RAW RECORDS start
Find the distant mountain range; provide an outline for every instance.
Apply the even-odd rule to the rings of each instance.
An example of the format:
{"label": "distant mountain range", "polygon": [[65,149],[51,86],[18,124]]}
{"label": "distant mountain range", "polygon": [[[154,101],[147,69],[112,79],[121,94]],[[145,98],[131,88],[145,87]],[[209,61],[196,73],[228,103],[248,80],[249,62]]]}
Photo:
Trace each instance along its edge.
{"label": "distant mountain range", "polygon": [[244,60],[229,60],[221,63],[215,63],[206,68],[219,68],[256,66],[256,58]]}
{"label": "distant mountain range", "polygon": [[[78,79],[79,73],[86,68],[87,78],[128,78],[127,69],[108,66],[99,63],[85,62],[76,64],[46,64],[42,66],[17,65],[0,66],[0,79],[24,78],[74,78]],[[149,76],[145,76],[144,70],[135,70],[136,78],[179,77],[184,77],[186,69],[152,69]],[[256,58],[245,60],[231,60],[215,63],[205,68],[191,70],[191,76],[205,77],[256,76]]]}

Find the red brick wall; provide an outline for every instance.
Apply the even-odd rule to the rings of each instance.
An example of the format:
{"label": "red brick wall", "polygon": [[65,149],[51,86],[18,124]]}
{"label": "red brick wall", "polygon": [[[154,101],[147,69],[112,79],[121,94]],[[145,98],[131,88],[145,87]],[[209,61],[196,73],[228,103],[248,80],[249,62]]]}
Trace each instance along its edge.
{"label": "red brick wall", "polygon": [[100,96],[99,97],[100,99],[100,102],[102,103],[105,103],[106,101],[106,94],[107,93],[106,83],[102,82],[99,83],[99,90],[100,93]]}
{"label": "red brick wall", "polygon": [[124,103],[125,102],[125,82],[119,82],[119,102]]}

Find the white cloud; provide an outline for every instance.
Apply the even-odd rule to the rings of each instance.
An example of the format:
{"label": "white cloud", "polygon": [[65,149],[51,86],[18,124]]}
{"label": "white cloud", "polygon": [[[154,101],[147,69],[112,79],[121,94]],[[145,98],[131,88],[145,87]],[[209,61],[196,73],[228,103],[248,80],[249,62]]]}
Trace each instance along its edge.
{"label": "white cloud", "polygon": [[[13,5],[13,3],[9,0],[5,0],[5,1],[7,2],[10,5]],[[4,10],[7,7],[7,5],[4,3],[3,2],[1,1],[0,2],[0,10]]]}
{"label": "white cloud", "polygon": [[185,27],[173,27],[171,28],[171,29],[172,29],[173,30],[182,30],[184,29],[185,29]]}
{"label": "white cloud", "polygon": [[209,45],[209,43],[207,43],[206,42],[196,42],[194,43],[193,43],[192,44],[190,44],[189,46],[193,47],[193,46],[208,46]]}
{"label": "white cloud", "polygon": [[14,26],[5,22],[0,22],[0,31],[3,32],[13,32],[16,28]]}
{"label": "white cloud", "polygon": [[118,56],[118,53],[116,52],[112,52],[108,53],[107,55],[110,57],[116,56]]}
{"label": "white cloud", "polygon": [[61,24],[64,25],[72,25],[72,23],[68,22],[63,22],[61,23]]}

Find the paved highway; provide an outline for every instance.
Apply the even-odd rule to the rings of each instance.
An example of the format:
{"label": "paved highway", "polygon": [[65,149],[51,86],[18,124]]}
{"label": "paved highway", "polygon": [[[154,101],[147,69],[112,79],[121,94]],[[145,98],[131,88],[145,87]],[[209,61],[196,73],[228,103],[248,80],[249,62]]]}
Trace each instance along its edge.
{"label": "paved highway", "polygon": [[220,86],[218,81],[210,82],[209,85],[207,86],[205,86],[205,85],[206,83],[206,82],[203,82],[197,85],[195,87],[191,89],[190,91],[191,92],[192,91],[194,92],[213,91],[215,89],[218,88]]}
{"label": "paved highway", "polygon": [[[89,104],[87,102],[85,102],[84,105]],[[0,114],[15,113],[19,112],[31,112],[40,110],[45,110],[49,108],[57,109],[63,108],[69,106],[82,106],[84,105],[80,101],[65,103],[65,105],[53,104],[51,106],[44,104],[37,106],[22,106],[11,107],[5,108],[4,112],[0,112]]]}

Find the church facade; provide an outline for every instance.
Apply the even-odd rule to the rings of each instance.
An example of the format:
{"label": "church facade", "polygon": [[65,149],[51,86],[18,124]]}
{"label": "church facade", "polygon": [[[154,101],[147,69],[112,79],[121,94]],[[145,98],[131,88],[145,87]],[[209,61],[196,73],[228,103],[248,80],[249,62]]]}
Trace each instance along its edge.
RAW RECORDS end
WHAT THE TASK REQUIRES: Could you set down all of the records above again, word for word and unchanged?

SOLUTION TO THIS EXERCISE:
Find the distant mountain range; provide an outline for every instance.
Apply the even-odd rule to the rings of each instance.
An example of the format:
{"label": "distant mountain range", "polygon": [[65,149],[51,86],[18,124]]}
{"label": "distant mountain range", "polygon": [[[154,101],[147,69],[112,79],[121,94]],[[145,98],[131,88],[145,87]],[[209,61],[196,73],[228,103],[248,80],[249,62]]]}
Photo:
Trace each instance along its edge.
{"label": "distant mountain range", "polygon": [[244,60],[229,60],[221,63],[215,63],[206,68],[219,68],[256,66],[256,58]]}
{"label": "distant mountain range", "polygon": [[[78,79],[79,73],[86,68],[87,78],[128,78],[127,69],[108,66],[99,63],[85,62],[76,64],[46,64],[42,66],[17,65],[0,66],[0,79],[24,78],[74,78]],[[149,76],[145,76],[144,70],[135,70],[136,78],[179,77],[184,77],[186,69],[152,69]],[[256,58],[245,60],[231,60],[215,63],[205,68],[191,70],[191,76],[205,77],[256,76]]]}

Find the red brick wall; provide an outline for every instance.
Apply the even-odd rule to the rings of each instance.
An example of the format:
{"label": "red brick wall", "polygon": [[65,149],[51,86],[18,124]]}
{"label": "red brick wall", "polygon": [[[154,101],[147,69],[112,79],[121,94]],[[145,98],[131,88],[145,87]],[[209,61],[196,73],[228,103],[248,80],[249,62]]]}
Trace each instance along its edge.
{"label": "red brick wall", "polygon": [[100,96],[99,97],[100,99],[100,102],[102,103],[105,103],[106,101],[106,94],[107,93],[106,83],[102,82],[99,83],[99,90],[100,93]]}
{"label": "red brick wall", "polygon": [[124,103],[125,102],[125,82],[119,82],[119,102]]}

Find the white cloud; provide an outline for every instance.
Apply the even-odd rule to the rings of each instance.
An example of the format:
{"label": "white cloud", "polygon": [[65,149],[51,86],[18,124]]}
{"label": "white cloud", "polygon": [[[154,101],[147,69],[112,79],[121,94]],[[145,98],[131,88],[145,87]],[[209,61],[196,73],[228,103],[248,80],[249,62]]]}
Trace each instance along its edge.
{"label": "white cloud", "polygon": [[[13,5],[13,3],[9,0],[5,0],[5,1],[7,2],[10,5]],[[4,10],[7,7],[7,5],[4,3],[3,2],[1,1],[0,2],[0,10]]]}
{"label": "white cloud", "polygon": [[185,27],[173,27],[171,28],[171,29],[172,29],[173,30],[182,30],[184,29],[185,29]]}
{"label": "white cloud", "polygon": [[209,45],[209,43],[207,43],[206,42],[196,42],[194,43],[193,43],[192,44],[190,44],[189,46],[193,47],[193,46],[208,46]]}
{"label": "white cloud", "polygon": [[14,26],[5,22],[0,22],[0,31],[3,32],[13,32],[16,28]]}
{"label": "white cloud", "polygon": [[118,56],[118,53],[116,52],[112,52],[108,53],[107,55],[110,57],[116,56]]}
{"label": "white cloud", "polygon": [[61,24],[64,25],[72,25],[72,23],[68,22],[63,22],[61,23]]}

Find the paved highway; provide an outline for every instance.
Apply the even-odd rule to the rings of each instance.
An example of the format:
{"label": "paved highway", "polygon": [[65,149],[51,86],[18,124]]}
{"label": "paved highway", "polygon": [[[154,101],[147,69],[112,79],[121,94]],[[145,98],[131,88],[145,87]],[[209,61],[196,73],[228,103],[248,80],[249,62]]]}
Trace each instance along its edge.
{"label": "paved highway", "polygon": [[220,86],[218,81],[210,82],[209,85],[207,86],[205,86],[205,85],[206,83],[206,82],[203,82],[197,85],[195,87],[191,89],[190,91],[191,92],[192,91],[194,92],[213,91],[215,89],[218,88]]}
{"label": "paved highway", "polygon": [[[89,104],[87,102],[85,102],[84,105]],[[0,114],[15,113],[19,112],[31,112],[40,110],[45,110],[49,108],[57,109],[63,108],[69,106],[82,106],[84,105],[80,101],[65,103],[65,105],[53,104],[51,106],[44,104],[37,106],[22,106],[11,107],[5,108],[4,112],[0,112]]]}

Find the church facade; provide an outline for every instance.
Apply the even-odd rule to the rings of each instance.
An example of the format:
{"label": "church facade", "polygon": [[65,149],[51,86],[18,124]]}
{"label": "church facade", "polygon": [[[154,101],[147,69],[112,79],[121,94]],[[145,98],[131,88],[145,87]],[[209,61],[196,73],[228,103],[248,80],[249,62]]]}
Trace each instance along its edge.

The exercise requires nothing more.